:: DATA EXTRACT
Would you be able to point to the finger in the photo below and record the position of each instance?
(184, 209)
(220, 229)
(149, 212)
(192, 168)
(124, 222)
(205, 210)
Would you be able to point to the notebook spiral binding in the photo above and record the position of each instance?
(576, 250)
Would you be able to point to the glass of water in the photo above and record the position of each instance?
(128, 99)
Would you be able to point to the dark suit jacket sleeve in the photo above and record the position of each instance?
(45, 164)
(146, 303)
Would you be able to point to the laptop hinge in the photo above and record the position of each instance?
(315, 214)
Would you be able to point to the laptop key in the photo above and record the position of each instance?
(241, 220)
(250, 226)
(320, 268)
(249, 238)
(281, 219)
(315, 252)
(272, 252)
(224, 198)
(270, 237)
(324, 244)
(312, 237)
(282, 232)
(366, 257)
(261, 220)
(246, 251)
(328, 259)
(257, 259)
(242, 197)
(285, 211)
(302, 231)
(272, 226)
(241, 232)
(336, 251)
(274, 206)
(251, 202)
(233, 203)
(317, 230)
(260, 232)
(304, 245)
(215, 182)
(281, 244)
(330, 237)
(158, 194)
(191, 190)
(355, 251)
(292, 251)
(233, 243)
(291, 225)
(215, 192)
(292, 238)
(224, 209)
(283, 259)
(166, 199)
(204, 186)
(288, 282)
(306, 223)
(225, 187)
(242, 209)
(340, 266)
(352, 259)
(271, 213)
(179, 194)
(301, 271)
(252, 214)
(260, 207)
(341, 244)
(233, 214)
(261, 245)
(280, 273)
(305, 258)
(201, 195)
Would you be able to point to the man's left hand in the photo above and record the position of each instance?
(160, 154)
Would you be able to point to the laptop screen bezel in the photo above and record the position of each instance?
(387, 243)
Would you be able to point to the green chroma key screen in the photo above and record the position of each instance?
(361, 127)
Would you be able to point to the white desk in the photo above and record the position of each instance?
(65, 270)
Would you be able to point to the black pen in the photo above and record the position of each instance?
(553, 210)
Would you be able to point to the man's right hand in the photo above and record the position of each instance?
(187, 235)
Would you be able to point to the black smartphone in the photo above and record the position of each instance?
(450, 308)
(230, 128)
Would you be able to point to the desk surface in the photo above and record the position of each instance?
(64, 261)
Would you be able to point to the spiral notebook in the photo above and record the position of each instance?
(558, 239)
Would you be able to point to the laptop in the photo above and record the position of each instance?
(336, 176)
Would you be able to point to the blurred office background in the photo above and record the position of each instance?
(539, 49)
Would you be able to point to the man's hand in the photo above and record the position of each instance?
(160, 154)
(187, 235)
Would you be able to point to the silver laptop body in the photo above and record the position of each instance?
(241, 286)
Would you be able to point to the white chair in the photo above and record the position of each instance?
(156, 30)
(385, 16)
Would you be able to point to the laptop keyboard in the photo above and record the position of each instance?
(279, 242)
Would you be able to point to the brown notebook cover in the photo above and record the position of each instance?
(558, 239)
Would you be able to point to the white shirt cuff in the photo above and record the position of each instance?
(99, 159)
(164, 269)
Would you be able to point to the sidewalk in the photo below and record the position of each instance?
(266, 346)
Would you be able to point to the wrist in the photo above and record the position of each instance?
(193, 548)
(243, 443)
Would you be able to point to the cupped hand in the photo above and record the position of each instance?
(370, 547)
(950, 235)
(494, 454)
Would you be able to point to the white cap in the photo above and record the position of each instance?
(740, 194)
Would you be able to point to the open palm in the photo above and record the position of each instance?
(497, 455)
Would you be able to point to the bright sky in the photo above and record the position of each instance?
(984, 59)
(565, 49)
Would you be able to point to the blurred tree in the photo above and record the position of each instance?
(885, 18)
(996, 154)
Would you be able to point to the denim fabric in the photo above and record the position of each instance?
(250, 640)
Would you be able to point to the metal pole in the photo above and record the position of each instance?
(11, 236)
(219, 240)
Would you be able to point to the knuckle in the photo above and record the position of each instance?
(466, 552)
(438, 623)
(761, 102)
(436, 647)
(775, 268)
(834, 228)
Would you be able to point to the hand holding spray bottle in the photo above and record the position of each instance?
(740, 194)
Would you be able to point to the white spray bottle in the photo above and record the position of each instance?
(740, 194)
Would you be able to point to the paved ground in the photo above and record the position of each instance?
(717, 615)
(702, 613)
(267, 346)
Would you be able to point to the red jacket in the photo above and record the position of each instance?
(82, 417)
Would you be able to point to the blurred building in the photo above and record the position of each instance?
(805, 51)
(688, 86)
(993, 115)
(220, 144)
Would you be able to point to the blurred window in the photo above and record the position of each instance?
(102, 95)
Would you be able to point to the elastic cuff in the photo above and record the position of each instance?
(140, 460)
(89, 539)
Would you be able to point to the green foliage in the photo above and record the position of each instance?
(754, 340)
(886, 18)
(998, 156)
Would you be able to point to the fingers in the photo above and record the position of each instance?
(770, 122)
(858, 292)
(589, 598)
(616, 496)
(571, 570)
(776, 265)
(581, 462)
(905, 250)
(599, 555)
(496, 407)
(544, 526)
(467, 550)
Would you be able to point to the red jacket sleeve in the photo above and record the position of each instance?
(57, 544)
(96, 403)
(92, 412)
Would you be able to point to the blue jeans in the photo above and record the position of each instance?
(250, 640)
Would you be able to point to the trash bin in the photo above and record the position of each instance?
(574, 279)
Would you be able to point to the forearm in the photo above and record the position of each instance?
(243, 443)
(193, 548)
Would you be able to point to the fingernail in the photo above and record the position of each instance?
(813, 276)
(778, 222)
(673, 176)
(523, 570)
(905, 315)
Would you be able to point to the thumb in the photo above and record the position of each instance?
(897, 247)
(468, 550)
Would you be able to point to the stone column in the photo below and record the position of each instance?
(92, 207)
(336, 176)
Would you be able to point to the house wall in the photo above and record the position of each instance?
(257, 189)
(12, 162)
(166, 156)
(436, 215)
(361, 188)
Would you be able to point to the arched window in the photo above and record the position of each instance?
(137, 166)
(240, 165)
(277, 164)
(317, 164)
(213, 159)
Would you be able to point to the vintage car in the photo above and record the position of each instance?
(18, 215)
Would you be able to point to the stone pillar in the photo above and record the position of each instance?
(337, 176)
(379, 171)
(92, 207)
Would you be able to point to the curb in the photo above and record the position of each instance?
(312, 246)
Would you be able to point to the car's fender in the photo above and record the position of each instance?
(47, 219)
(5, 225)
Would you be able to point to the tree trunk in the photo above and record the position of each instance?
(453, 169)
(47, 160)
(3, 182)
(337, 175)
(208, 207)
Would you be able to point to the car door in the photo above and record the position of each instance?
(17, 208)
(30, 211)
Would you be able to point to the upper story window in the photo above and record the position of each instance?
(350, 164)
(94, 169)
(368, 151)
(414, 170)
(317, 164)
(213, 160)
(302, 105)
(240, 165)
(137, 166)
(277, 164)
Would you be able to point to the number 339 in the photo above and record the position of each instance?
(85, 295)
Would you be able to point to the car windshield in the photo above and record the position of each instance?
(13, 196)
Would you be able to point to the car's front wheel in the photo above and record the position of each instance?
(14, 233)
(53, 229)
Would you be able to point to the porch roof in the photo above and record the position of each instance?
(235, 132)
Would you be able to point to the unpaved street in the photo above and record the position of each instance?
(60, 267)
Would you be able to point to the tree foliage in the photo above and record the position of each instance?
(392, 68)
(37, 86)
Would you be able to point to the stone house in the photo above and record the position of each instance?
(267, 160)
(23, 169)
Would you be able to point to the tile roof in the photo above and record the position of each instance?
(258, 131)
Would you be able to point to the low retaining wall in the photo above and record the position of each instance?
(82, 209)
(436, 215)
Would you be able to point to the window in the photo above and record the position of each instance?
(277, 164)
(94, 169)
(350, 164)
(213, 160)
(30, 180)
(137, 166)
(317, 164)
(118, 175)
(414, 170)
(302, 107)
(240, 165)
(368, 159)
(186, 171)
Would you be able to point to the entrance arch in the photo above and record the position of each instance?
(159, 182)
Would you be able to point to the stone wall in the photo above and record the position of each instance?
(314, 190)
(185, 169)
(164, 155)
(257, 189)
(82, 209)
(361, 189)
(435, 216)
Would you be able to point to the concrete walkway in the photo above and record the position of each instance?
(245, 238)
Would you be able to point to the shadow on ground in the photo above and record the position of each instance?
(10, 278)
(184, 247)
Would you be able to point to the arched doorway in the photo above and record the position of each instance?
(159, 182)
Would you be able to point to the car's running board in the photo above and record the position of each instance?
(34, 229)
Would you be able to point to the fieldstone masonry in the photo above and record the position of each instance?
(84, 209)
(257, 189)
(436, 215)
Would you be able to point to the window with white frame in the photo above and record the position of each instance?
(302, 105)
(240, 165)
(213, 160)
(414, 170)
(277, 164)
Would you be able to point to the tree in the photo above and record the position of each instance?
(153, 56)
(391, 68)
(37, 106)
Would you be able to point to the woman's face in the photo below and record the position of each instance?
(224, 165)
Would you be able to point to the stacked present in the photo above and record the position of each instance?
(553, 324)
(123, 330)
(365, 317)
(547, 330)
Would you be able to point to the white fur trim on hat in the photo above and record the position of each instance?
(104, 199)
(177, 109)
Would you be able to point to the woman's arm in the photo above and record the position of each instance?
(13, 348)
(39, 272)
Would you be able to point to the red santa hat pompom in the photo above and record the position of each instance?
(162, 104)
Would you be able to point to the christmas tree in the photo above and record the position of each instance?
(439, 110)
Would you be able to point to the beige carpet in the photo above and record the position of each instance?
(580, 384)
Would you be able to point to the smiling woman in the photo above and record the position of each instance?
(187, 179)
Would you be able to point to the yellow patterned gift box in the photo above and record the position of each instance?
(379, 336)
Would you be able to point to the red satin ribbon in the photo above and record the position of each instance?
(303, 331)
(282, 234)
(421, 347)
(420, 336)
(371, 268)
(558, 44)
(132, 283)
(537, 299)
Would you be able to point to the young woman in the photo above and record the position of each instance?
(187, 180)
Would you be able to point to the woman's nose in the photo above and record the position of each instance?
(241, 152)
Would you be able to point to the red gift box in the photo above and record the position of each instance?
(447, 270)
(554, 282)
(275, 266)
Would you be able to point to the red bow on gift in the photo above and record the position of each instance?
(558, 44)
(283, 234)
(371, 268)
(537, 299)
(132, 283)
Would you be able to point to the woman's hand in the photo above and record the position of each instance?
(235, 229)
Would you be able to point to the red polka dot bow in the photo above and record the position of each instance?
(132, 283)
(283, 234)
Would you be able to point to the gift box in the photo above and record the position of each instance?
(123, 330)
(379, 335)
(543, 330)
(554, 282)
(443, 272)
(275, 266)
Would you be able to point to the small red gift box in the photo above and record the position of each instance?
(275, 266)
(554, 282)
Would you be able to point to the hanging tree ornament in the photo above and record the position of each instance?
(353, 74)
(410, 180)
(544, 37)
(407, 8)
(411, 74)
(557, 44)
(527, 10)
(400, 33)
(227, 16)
::::
▸ WHAT IS REQUIRED: Turn the stretch from the line containing "Would you be able to point to the small" through the end of the rows into a Markdown table with the columns No. and Entry, numbering each line and leaving out blank lines.

▸ COMPLETED TASK:
| No. | Entry |
|---|---|
| 1 | Would you be able to point to the small red gift box in the photo above and record the position of each instance? |
| 2 | (275, 266) |
| 3 | (554, 282) |
| 4 | Would you be able to point to the hanging tree ornament in the photo above and record the position of each instance? |
| 5 | (353, 74) |
| 6 | (410, 180) |
| 7 | (544, 37) |
| 8 | (407, 8) |
| 9 | (411, 74) |
| 10 | (557, 44) |
| 11 | (527, 10) |
| 12 | (400, 33) |
| 13 | (227, 16) |